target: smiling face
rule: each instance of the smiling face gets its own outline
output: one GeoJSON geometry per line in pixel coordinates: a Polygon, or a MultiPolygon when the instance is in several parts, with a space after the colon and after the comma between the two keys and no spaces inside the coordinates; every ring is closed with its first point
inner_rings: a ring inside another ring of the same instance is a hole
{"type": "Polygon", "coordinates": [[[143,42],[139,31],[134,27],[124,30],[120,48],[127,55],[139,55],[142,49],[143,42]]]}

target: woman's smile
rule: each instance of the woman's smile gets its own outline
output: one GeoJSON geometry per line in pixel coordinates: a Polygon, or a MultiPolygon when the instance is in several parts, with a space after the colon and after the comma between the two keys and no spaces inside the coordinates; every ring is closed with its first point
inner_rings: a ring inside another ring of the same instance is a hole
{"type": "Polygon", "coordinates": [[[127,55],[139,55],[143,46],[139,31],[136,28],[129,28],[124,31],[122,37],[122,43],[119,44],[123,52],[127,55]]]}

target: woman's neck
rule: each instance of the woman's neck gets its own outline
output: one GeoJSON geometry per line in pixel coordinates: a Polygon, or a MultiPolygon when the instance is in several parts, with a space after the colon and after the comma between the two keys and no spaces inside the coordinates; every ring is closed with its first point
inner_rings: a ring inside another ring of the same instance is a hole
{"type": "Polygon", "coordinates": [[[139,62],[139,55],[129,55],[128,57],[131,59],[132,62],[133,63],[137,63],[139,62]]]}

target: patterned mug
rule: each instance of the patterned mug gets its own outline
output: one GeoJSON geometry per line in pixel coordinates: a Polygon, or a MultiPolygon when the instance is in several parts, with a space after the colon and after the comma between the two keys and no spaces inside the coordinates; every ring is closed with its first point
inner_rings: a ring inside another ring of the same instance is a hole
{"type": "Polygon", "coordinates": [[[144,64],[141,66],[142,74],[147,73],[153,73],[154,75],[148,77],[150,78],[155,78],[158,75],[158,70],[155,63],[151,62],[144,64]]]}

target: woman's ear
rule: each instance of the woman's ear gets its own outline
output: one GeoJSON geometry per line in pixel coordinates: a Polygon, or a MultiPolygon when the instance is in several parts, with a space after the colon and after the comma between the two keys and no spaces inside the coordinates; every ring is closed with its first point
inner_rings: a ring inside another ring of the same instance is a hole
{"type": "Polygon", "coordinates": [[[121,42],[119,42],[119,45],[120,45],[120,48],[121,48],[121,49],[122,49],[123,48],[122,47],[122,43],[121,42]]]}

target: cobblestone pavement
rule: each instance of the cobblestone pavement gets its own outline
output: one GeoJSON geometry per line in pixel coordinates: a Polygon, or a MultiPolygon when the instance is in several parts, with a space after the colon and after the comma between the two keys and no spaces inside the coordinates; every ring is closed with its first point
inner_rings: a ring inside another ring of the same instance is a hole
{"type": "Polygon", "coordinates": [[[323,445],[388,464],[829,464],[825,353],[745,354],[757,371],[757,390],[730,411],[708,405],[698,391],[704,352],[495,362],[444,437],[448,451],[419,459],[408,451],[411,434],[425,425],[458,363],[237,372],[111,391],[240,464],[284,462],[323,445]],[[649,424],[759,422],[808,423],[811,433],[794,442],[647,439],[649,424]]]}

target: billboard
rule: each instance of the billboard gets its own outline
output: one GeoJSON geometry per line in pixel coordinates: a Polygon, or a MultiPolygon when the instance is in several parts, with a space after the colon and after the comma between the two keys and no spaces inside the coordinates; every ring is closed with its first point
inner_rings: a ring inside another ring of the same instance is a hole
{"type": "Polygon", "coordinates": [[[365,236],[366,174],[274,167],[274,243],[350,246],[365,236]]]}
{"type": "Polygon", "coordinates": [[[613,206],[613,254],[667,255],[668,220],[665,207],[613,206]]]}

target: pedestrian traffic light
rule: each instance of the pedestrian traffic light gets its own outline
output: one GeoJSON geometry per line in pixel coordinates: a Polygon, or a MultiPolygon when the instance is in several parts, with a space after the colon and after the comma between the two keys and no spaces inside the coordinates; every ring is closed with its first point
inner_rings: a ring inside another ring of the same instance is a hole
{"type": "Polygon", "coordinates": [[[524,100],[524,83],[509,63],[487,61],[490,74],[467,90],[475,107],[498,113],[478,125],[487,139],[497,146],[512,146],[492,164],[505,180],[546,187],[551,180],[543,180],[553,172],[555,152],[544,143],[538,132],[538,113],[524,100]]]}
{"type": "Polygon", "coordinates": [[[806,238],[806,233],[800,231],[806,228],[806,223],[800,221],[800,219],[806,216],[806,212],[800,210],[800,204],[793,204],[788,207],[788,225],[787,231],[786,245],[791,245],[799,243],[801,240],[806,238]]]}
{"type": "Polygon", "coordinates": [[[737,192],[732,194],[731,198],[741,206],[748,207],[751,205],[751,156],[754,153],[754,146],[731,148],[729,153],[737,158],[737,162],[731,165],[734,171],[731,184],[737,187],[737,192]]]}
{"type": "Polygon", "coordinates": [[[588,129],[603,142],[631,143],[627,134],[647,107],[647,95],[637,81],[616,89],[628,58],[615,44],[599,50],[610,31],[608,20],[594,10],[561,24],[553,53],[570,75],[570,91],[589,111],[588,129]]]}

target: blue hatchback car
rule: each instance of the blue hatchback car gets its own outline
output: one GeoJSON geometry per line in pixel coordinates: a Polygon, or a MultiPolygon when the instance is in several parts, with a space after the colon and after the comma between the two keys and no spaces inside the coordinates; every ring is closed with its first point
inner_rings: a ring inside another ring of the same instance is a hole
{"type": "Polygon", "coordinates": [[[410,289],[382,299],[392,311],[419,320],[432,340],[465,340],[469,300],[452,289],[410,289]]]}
====
# [Given task]
How many lines in the records above contain the string "pavement"? Reply with the number alone.

# [Exercise response]
2